__Direction__: From the article on Russia's intervention in Syria, extract everything from "By Eric Vandenbroeck" down to "of Christian values.".

__Text block__:
_ _ _ _
By Eric Vandenbroeck and co-workers
Putin Chose Ukraine Over Syria
In 2015, when Russian
President Vladimir Putin sent troops into Syria at the request of dictator
Bashar al-Assad, he had several goals in mind. He wanted to help Russia escape
the international isolation it endured following its annexation of Crimea in 2014. He sought to return Russia to a
position of influence in the Middle East, where
its presence had waned after the collapse of the Soviet Union. He wanted to
establish Russia as a global power capable of supporting its allies and halting
efforts to topple friendly governments. The intervention in Syria also allowed
Russia to assume the role of protector of Christians in the Middle East—a role
that, in Putin’s view, decadent Western powers had abdicated, and a mission
that fits neatly with Putin’s desire to present Russia as Europe’s last bastion
of Christian values.
In the wake of the
rapid collapse of the Assad regime, Putin has little to show for this triple
agenda. Russia faces the loss of its military bases in the Middle East and
showed little concern for the Syrian Christians it
claimed to protect as Assad’s secular government was toppled by the Islamist
organization Hayat Tahrir al-Sham. And Russia’s isolation from the
international community has only intensified since the invasion of Ukraine in
2022.
_ _ _ _
__Dataset section__:

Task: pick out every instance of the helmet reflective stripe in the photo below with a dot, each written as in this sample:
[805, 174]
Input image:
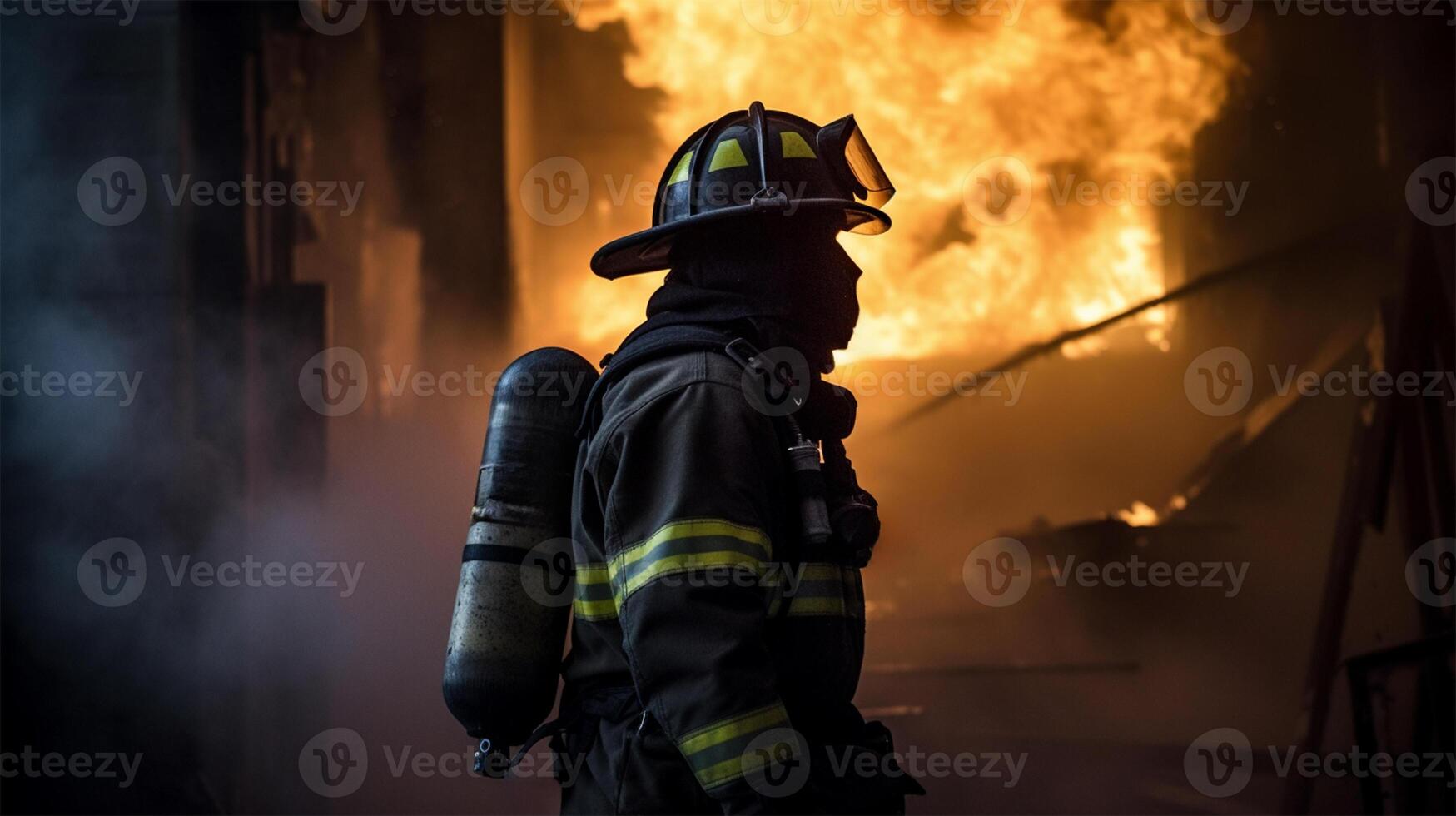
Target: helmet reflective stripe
_ _ _ _
__Answer for this exercise__:
By Eric Vandenbroeck and co-workers
Putin Chose Ukraine Over Syria
In 2015, when Russian
President Vladimir Putin sent troops into Syria at the request of dictator
Bashar al-Assad, he had several goals in mind. He wanted to help Russia escape
the international isolation it endured following its annexation of Crimea in 2014. He sought to return Russia to a
position of influence in the Middle East, where
its presence had waned after the collapse of the Soviet Union. He wanted to
establish Russia as a global power capable of supporting its allies and halting
efforts to topple friendly governments. The intervention in Syria also allowed
Russia to assume the role of protector of Christians in the Middle East—a role
that, in Putin’s view, decadent Western powers had abdicated, and a mission
that fits neatly with Putin’s desire to present Russia as Europe’s last bastion
of Christian values.